• PROBLEM TO SOLVE:
Arrange the items as a Markdown table with the columns Row and Line, starting at the first line of the items and ending at the line that contains "[126,401,366,512]". Number each row and leave out blank lines.

• RECORDS TO PROCESS:

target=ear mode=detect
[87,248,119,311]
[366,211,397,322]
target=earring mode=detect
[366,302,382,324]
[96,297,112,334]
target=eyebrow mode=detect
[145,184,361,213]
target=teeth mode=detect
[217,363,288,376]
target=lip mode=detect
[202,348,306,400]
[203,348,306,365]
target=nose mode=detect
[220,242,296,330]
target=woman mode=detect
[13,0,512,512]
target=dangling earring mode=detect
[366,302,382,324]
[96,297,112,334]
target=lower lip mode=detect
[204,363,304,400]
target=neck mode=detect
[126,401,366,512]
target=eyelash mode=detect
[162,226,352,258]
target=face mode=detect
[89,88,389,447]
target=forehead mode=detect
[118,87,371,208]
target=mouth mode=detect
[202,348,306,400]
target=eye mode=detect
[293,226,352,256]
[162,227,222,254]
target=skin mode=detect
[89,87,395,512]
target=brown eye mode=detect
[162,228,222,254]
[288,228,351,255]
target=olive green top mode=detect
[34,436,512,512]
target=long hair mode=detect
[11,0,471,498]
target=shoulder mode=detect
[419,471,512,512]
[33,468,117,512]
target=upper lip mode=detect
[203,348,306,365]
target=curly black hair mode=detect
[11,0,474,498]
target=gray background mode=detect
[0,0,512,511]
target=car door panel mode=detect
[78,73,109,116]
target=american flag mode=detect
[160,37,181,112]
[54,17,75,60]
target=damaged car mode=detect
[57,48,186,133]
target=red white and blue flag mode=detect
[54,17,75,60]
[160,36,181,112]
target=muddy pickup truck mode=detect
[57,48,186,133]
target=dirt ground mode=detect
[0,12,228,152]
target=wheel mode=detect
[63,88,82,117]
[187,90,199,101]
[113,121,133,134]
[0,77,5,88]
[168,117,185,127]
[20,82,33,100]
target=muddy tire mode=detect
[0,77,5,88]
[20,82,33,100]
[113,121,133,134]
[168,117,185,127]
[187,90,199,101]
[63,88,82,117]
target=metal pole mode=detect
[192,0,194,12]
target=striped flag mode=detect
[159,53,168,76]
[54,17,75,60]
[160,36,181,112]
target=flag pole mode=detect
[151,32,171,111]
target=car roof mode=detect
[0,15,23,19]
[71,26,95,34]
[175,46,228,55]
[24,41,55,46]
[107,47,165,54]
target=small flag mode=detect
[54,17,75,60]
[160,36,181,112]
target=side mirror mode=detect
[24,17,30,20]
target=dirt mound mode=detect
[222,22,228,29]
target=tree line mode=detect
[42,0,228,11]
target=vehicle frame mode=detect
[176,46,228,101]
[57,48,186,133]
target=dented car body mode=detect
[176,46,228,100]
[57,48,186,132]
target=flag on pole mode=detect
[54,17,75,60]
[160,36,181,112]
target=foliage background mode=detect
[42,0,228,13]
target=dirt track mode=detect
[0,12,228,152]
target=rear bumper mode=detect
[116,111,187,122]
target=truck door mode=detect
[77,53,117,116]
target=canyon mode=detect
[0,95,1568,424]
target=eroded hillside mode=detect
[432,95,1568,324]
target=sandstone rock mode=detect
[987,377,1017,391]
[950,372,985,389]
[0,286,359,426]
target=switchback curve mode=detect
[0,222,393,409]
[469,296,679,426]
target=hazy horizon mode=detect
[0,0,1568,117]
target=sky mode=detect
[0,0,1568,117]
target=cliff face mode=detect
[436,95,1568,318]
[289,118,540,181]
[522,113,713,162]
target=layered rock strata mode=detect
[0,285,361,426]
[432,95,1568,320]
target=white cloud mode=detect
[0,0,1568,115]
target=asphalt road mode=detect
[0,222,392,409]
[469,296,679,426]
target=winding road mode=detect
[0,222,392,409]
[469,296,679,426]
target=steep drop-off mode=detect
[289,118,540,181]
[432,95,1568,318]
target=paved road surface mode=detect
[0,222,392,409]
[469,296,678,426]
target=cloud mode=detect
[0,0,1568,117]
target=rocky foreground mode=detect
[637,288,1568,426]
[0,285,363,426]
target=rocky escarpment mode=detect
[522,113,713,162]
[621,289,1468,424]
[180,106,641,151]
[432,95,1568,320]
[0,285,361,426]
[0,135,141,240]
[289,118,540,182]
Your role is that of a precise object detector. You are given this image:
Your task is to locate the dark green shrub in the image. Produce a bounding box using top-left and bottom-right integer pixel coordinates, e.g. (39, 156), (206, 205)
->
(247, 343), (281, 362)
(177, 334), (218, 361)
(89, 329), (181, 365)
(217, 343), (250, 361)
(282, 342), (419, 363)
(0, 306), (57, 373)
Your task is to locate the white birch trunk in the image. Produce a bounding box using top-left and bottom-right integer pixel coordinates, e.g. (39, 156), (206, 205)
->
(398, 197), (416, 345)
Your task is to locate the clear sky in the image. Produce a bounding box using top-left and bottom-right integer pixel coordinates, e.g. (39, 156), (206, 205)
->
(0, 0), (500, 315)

• SOLVED PROBLEM:
| Row | Line |
|---|---|
| 1 | target=ear mode=detect |
| 2 | [87,248,119,311] |
| 3 | [366,211,397,322] |
| 4 | target=earring mode=detect |
| 5 | [366,302,382,324] |
| 6 | [96,297,112,334] |
| 7 | target=eyebrow mode=detect |
| 8 | [145,184,361,213] |
| 9 | target=teeth mode=detect |
| 10 | [217,363,288,376] |
| 11 | target=lip mode=detect |
| 12 | [202,348,306,400] |
| 13 | [203,348,306,365] |
| 14 | target=nose mode=detect |
| 15 | [220,242,296,330] |
| 16 | target=woman mode=detect |
| 17 | [13,0,512,512] |
| 18 | target=dangling earring mode=detect |
| 19 | [366,302,382,324] |
| 20 | [96,297,112,334] |
| 21 | target=lower lip mode=detect |
| 22 | [204,363,304,400] |
| 23 | target=neck mode=detect |
| 24 | [126,401,366,512] |